## Selected text
[START]

Over the course of the last seven years Cisco has built a great set of products, which helps UCS customers in various areas:

  • UCS Central for configuration management across multiple Cisco UCS domains
  • UCS Director for infrastructure automation not only of UCS, but also network, storage and virtualization layers (don’t expect it to support any other vendors than Cisco for IP networks, though)
  • UCS Performance Manager for performance monitoring and capacity planning, which can also tap into your network, storage, virtualization and even individual virtual machines

UCS Performance Manager

UCS Performance Manager was first released in October 2014. The product comes in two versions – full and express. PM Express covers only servers, hypervisors and operating systems. The full version on top of that supports storage and network devices. Product is licensed on a per UCS server basis. So you don’t pay for additional network/storage devices or hypervisors.

PM supports vSphere hypervisor (plus Hyper-V), Cisco networking and EMC VNX / EMC VMAX / NetApp FAS storage arrays. By the list of the supported products you may quickly guess that the full version of Performance Manager is targeted mainly at NetApp FlexPod, VCE Vblock and EMC VSPEX customers.

Product architecture

UCS Performance Manager can be downloaded and quickly deployed as a virtual appliance. You might be shocked when you start it up first time, as the appliance by default comes configured with 8 vCPUs and 40GB of RAM. If you’re using it for demo purposes you can safely reduce it to something like 2-4 vCPUs and 8-12GB of RAM. You will experience some slowdowns during the startup, but performance will be acceptable overall.

UCS PM is built on Zenoss monitoring software and is essentially a customized version of Zenoss Service Dynamics with Cisco UCS ZenPacks. You may notice references to Zenoss throughout the management GUI.

ucspm_zenoss

Two main components of the solution are the Control Center and the Performance Manager itself. Control Center is a container orchestration product, which runs Performance Manager as an application in Docker containers (many containers).

ucspm_docker

When deploying Performance Manager you start with one VM and then you can scale to up to four VMs total. Each of the VMs can run in two modes – master or agent. When you deploy the first VM you will have to select it’s role at first login. You have to have one master host, which also runs an agent. And if you need to scale you can deploy three additional agent VMs and build a ZooKeeper cluster. One master host can support up to 500 UCS servers, when configured with 8 vCPUs and 64GB of RAM. Depending on your deployment size you may not ever need to scale to more than one Performance Manager VM.

Installation

After you’ve deployed the OVA you will need to log in to the VM’s CLI and change the password, configure the host as a master, set up a static IP, DNS, time zone, hostname and reboot.

Then you connect to Control Center and click “+ Application” button in the Applications section and deploy UCS PM on port 4979. For the hostname use Control Center’s hostname.

deploy_ucspm

Once the UCS PM application is deployed, click on the Start button next to UCS PM line in the Applications section

start_ucspm

Performance manager is accessible from a separate link which is Control Center’s hostname prefixed with “ucspm”. So if your CC hostname is ucspm01.domain.local, UCS PM link will be https://ucspm.ucspm01.domain.local:443. You can see it in Virtual Host Names column. You will have to add an alias in DNS which would point from ucspm.ucspm01.domain.local to ucspm01.domain.local, otherwise you won’t be able to connect to it.

[END]

## Extracted records

[START]

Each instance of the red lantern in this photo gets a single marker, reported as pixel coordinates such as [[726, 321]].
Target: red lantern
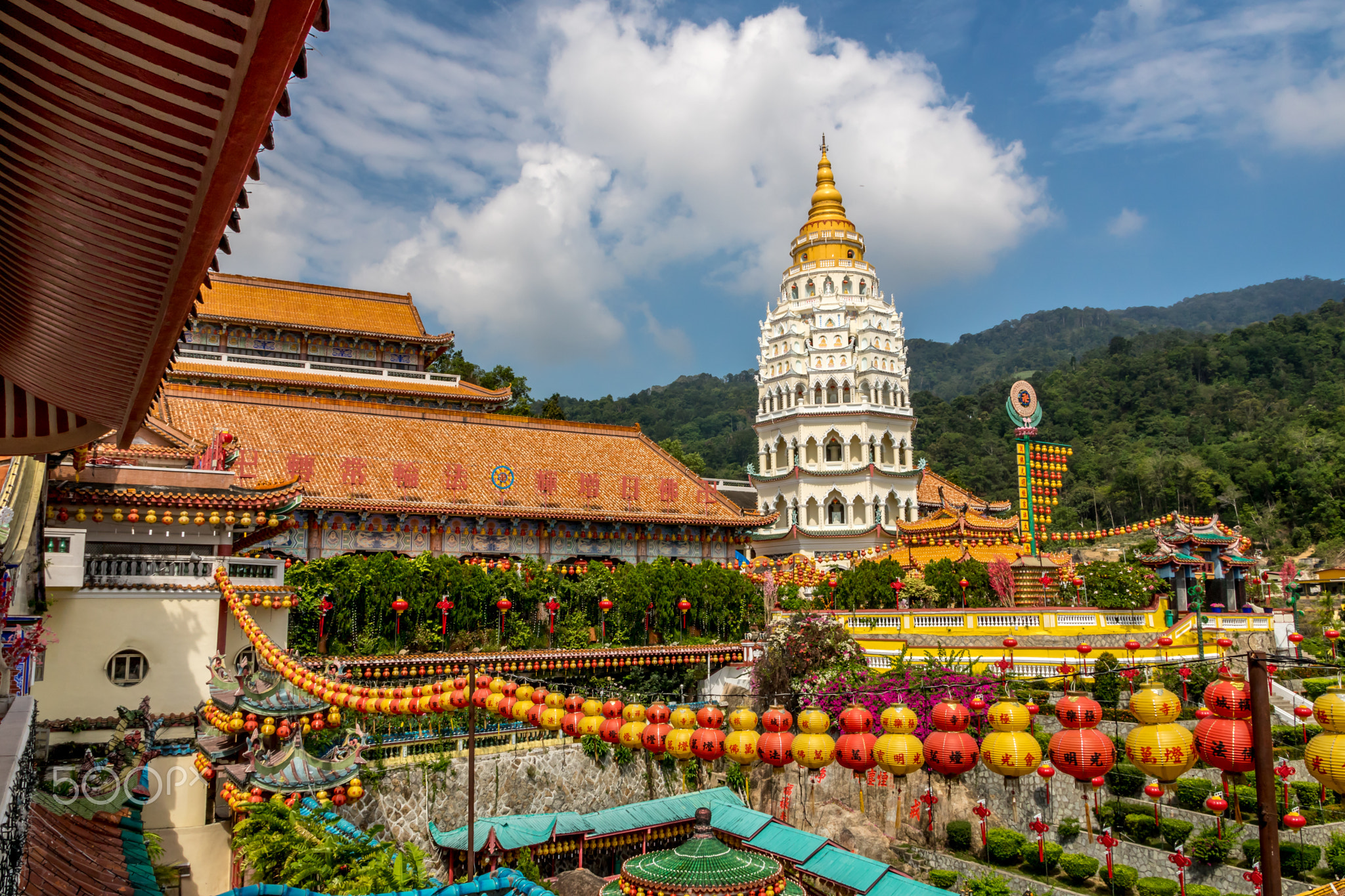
[[951, 750], [1224, 740], [776, 746]]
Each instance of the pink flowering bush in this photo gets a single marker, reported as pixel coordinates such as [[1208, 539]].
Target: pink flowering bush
[[919, 685]]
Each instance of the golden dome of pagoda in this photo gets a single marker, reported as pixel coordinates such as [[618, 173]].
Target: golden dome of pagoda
[[820, 238]]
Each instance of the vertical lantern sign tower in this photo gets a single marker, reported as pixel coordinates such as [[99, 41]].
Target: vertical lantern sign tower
[[1042, 465], [1079, 748]]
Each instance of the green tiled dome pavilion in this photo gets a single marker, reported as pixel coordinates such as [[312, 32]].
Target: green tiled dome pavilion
[[703, 865]]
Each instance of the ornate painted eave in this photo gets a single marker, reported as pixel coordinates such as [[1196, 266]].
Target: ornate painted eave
[[868, 469]]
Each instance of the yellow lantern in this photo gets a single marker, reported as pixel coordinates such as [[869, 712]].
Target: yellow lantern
[[899, 752], [1009, 750], [740, 746], [814, 747], [1325, 754], [1158, 746], [678, 742], [592, 719], [631, 734], [1329, 710]]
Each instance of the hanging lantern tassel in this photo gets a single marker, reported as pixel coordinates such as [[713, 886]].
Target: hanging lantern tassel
[[982, 813], [1040, 828], [1107, 842], [1183, 864]]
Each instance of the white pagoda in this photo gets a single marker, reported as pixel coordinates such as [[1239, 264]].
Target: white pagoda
[[834, 416]]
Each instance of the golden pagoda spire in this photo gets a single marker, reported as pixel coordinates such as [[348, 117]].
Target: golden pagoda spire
[[826, 198]]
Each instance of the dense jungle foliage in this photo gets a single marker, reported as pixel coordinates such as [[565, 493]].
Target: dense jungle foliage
[[1247, 423], [724, 603], [1044, 340]]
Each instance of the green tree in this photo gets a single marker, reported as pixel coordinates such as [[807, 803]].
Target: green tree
[[690, 459]]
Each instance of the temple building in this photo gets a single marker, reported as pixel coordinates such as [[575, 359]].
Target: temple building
[[280, 337], [834, 417]]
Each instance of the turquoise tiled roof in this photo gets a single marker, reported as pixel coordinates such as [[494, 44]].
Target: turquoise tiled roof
[[514, 832], [740, 821], [894, 884], [789, 843], [843, 867]]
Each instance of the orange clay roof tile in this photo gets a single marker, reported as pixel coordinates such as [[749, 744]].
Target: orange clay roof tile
[[359, 450], [276, 303], [929, 494], [358, 385]]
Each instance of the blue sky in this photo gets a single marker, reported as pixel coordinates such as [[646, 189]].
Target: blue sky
[[602, 194]]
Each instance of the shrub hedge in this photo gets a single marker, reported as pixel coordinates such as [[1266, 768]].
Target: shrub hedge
[[944, 879], [959, 836], [1028, 853], [1174, 832], [1124, 878], [1078, 868], [1156, 887]]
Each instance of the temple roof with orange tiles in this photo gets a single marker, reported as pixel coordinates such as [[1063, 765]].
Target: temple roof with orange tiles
[[313, 308], [431, 387], [937, 490], [377, 458]]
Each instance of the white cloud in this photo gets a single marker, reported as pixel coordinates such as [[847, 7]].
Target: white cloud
[[1126, 223], [519, 181], [1168, 70]]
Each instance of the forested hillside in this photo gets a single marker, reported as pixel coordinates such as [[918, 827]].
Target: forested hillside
[[1250, 423], [708, 416], [1046, 340]]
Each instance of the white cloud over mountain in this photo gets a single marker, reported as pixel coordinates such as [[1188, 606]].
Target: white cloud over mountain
[[523, 177], [1170, 70]]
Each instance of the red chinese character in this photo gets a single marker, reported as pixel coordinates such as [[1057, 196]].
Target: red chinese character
[[248, 461], [353, 471], [455, 477], [590, 485], [300, 465], [630, 488], [407, 476]]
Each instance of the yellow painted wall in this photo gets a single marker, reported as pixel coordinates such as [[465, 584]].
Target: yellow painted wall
[[177, 794], [206, 848], [177, 634]]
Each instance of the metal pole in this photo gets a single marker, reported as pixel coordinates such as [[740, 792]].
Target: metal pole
[[1200, 616], [471, 775], [1265, 761]]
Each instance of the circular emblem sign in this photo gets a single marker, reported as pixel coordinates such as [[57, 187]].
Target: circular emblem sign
[[1023, 398]]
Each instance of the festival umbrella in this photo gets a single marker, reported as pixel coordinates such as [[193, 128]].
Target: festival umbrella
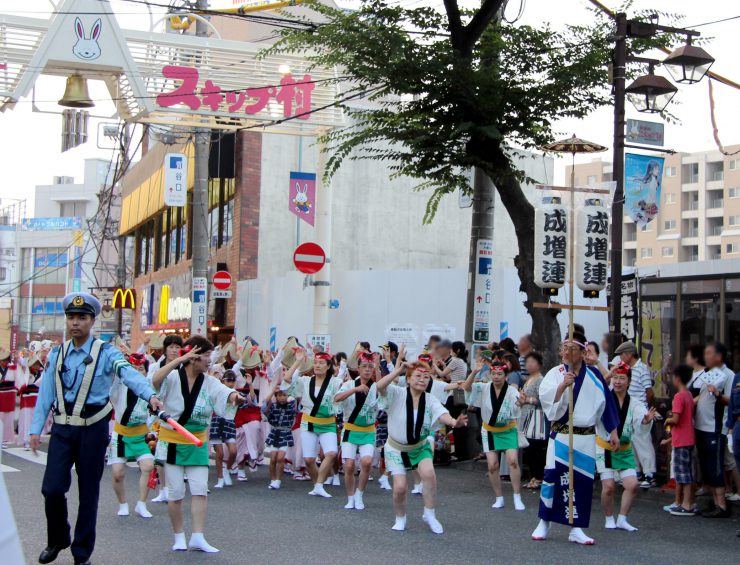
[[572, 145]]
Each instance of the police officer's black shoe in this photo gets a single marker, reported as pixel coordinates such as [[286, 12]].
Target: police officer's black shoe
[[50, 553]]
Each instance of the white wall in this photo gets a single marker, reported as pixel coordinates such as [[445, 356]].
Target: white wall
[[370, 300]]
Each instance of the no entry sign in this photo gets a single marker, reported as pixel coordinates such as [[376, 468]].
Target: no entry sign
[[309, 258], [222, 280]]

[END]

## Exercises
1 > List the storage arrays that the text on UCS Performance Manager says the product supports.
2 > Please answer these questions from the UCS Performance Manager text:
(a) When was UCS Performance Manager first released?
(b) On which port is UCS PM deployed from Control Center?
(c) How many UCS servers can one master host support?
3 > Output the passage of the UCS Performance Manager text from "UCS Performance Manager was" up to and including "EMC VSPEX customers.".

## Answers in order
1 >
EMC VNX
EMC VMAX
NetApp FAS

2 >
(a) October 2014
(b) Port 4979
(c) Up to 500, when configured with 8 vCPUs and 64GB of RAM

3 >
UCS Performance Manager was first released in October 2014. The product comes in two versions – full and express. PM Express covers only servers, hypervisors and operating systems. The full version on top of that supports storage and network devices. Product is licensed on a per UCS server basis. So you don’t pay for additional network/storage devices or hypervisors.

PM supports vSphere hypervisor (plus Hyper-V), Cisco networking and EMC VNX / EMC VMAX / NetApp FAS storage arrays. By the list of the supported products you may quickly guess that the full version of Performance Manager is targeted mainly at NetApp FlexPod, VCE Vblock and EMC VSPEX customers.